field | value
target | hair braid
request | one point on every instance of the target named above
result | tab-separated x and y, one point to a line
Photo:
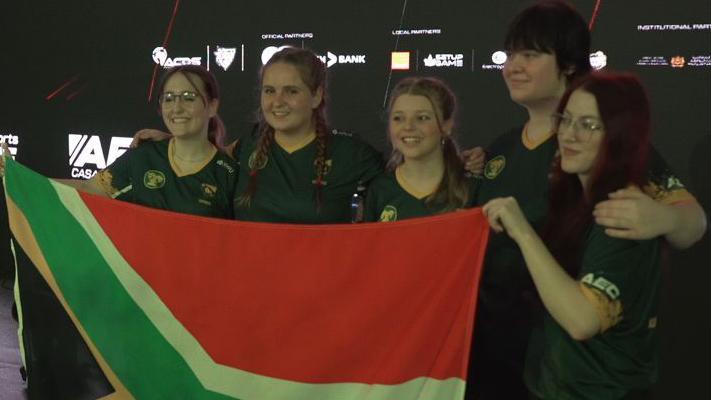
320	161
256	161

• _Directions for this task_: Using the entries above, determine how many lines include the string "target" and write only that number.

• _Final answer_: 2